### DATA ENTRIES
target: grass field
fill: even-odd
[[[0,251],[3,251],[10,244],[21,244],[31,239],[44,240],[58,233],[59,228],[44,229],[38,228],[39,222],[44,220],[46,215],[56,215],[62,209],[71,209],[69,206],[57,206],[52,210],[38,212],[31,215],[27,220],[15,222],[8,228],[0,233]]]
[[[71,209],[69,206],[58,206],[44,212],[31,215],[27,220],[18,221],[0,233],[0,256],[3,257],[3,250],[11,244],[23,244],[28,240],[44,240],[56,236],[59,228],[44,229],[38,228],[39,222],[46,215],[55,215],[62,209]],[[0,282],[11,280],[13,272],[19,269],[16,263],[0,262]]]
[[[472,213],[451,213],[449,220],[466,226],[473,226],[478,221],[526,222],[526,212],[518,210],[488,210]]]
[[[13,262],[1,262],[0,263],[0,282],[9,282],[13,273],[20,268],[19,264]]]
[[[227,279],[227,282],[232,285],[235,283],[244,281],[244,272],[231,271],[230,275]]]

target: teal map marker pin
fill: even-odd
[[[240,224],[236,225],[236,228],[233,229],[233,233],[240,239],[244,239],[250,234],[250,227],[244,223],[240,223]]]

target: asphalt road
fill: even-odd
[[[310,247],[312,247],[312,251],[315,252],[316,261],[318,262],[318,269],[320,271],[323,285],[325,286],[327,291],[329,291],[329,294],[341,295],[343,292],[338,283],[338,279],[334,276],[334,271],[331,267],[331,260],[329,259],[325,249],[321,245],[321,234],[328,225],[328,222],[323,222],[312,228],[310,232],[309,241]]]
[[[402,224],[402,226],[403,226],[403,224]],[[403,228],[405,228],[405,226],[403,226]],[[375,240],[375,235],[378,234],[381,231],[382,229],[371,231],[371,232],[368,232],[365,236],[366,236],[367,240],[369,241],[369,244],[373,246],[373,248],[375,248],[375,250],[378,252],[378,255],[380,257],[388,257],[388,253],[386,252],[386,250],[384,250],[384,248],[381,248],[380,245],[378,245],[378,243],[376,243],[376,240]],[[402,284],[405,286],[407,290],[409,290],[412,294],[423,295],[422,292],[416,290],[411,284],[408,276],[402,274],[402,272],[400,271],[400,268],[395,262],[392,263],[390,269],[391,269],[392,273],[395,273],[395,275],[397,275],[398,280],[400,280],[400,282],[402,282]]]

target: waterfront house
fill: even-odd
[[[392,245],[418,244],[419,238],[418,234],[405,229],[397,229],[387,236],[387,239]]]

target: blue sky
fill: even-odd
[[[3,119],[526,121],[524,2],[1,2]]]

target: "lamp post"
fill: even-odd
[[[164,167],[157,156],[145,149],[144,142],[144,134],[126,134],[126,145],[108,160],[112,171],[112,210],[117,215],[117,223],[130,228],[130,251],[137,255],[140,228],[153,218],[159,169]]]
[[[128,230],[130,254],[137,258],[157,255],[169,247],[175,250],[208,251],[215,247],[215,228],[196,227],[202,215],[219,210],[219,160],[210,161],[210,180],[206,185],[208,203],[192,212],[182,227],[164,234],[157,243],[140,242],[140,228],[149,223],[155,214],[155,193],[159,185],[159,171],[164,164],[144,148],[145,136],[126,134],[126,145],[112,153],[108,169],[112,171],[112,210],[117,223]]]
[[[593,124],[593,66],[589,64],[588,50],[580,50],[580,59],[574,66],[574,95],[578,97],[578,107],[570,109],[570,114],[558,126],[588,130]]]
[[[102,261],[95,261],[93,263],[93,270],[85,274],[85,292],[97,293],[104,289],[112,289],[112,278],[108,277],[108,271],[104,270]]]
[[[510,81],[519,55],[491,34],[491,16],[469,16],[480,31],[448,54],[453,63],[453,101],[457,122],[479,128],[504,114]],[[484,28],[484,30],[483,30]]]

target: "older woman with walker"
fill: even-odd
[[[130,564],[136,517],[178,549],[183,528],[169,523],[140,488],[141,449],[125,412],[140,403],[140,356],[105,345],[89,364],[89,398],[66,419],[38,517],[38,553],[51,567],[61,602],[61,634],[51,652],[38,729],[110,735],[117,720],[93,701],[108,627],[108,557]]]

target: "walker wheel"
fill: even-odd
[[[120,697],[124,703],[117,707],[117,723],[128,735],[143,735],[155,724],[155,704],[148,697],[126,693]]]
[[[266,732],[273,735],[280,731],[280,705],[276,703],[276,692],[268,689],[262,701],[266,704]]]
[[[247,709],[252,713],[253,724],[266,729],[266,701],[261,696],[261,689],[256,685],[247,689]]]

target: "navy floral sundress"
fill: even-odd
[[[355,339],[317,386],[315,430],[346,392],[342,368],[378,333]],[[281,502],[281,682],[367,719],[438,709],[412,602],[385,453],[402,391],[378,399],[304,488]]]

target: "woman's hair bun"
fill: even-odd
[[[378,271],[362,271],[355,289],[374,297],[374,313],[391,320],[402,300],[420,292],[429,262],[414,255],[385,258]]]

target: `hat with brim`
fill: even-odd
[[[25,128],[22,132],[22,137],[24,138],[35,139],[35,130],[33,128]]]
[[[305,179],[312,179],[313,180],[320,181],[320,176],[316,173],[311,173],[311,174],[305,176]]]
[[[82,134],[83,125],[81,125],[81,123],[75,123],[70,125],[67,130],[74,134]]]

### STATED GOAL
Please pick out and copy every line above that contains the word "target". Case counts.

### ANSWER
target: grass field
target: teal map marker pin
target: asphalt road
target: waterfront house
target: blue sky
target: "lamp post"
target: "older woman with walker"
target: "walker wheel"
target: "navy floral sundress"
target: "woman's hair bun"
target: `hat with brim`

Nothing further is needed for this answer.